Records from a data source
★ ★ ★ ★
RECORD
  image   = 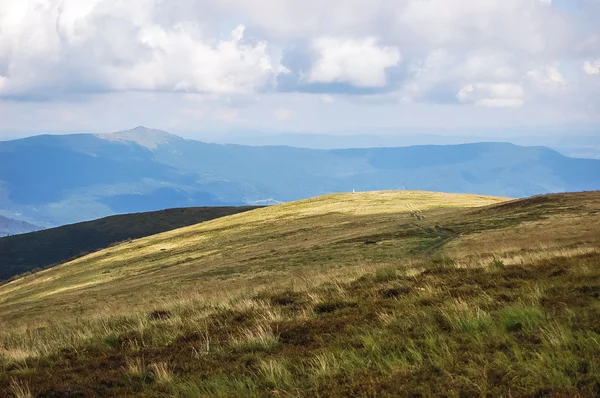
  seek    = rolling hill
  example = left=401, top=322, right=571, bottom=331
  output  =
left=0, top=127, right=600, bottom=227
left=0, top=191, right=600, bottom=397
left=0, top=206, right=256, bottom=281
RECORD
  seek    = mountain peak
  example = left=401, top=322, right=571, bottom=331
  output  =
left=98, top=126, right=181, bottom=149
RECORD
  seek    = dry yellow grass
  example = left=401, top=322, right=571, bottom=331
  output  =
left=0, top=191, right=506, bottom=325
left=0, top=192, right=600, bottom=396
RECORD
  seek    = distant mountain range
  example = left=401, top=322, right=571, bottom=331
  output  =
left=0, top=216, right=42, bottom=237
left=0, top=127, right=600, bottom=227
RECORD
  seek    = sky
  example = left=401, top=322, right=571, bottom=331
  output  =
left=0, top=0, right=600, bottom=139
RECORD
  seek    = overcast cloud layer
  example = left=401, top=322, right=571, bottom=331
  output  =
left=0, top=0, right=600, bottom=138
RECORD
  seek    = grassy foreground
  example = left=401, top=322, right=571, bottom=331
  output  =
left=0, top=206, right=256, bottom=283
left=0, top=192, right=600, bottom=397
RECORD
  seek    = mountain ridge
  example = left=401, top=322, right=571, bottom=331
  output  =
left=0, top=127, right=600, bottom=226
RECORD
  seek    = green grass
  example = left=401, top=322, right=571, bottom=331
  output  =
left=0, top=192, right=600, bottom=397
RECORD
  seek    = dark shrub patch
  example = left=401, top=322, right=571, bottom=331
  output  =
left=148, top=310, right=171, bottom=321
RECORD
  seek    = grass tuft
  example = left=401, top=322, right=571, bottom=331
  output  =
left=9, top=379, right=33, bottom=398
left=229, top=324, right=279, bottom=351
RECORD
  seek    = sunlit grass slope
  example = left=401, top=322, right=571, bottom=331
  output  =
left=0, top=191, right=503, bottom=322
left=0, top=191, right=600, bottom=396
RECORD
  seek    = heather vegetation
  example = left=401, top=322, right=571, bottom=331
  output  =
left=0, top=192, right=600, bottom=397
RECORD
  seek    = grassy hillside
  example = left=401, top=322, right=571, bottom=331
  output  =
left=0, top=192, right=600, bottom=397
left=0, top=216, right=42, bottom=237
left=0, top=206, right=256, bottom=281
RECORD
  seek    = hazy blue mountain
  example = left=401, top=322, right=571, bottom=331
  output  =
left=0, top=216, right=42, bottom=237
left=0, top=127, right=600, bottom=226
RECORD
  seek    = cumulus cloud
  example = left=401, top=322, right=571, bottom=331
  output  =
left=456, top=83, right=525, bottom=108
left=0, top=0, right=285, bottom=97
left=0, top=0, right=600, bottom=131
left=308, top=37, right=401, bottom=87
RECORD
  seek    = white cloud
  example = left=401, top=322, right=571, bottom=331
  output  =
★ ★ ★ ★
→ **STATED PROBLEM**
Copy every line above word for word, and leave the pictures out of your copy.

→ **RESPONSE TO THIS TASK**
RECORD
  image   = 
  seek    = rolling hill
  example = left=401, top=322, right=571, bottom=331
  output  =
left=0, top=127, right=600, bottom=227
left=0, top=191, right=600, bottom=397
left=0, top=206, right=256, bottom=281
RECORD
  seek    = mountain peak
  example = left=401, top=322, right=571, bottom=331
  output  =
left=98, top=126, right=181, bottom=149
RECORD
  seek    = dry yellow grass
  example = left=401, top=322, right=571, bottom=331
  output  =
left=0, top=191, right=506, bottom=325
left=0, top=192, right=600, bottom=396
RECORD
  seek    = distant mountain range
  example = left=401, top=322, right=571, bottom=331
  output  =
left=0, top=216, right=42, bottom=237
left=0, top=127, right=600, bottom=227
RECORD
  seek    = sky
  example = left=401, top=322, right=571, bottom=331
  output  =
left=0, top=0, right=600, bottom=139
RECORD
  seek    = overcast cloud layer
  example = left=401, top=322, right=571, bottom=331
  output  =
left=0, top=0, right=600, bottom=138
RECORD
  seek    = grassy foreground
  example = left=401, top=322, right=571, bottom=331
  output  =
left=0, top=206, right=256, bottom=283
left=0, top=192, right=600, bottom=397
RECORD
  seek    = mountain ridge
  example = left=401, top=322, right=571, bottom=331
  output  =
left=0, top=127, right=600, bottom=226
RECORD
  seek    = green grass
  example = left=401, top=322, right=571, bottom=331
  output  =
left=0, top=192, right=600, bottom=397
RECORD
  seek    = dark shrub patch
  example = left=401, top=322, right=571, bottom=331
  output  =
left=148, top=310, right=171, bottom=321
RECORD
  seek    = grass tuft
  example = left=401, top=322, right=571, bottom=331
  output  =
left=9, top=379, right=33, bottom=398
left=229, top=324, right=279, bottom=351
RECORD
  seek    = sunlit grass slope
  example = left=401, top=322, right=571, bottom=331
  output  =
left=0, top=191, right=503, bottom=322
left=0, top=191, right=600, bottom=396
RECORD
  seek    = heather vegetation
  example = left=401, top=322, right=571, bottom=331
  output  =
left=0, top=192, right=600, bottom=397
RECORD
  seek    = grassy hillside
  example = left=401, top=322, right=571, bottom=331
  output  =
left=0, top=192, right=600, bottom=397
left=0, top=216, right=42, bottom=237
left=0, top=206, right=256, bottom=281
RECORD
  seek    = hazy blue mountain
  example = left=401, top=322, right=571, bottom=331
  output  =
left=0, top=216, right=42, bottom=237
left=0, top=127, right=600, bottom=226
RECORD
  seek    = cumulus cloud
  example = left=401, top=322, right=571, bottom=331
  output  =
left=456, top=83, right=525, bottom=108
left=0, top=0, right=285, bottom=97
left=0, top=0, right=600, bottom=131
left=308, top=37, right=401, bottom=87
RECORD
  seek    = white cloud
  example = left=401, top=322, right=571, bottom=331
  output  =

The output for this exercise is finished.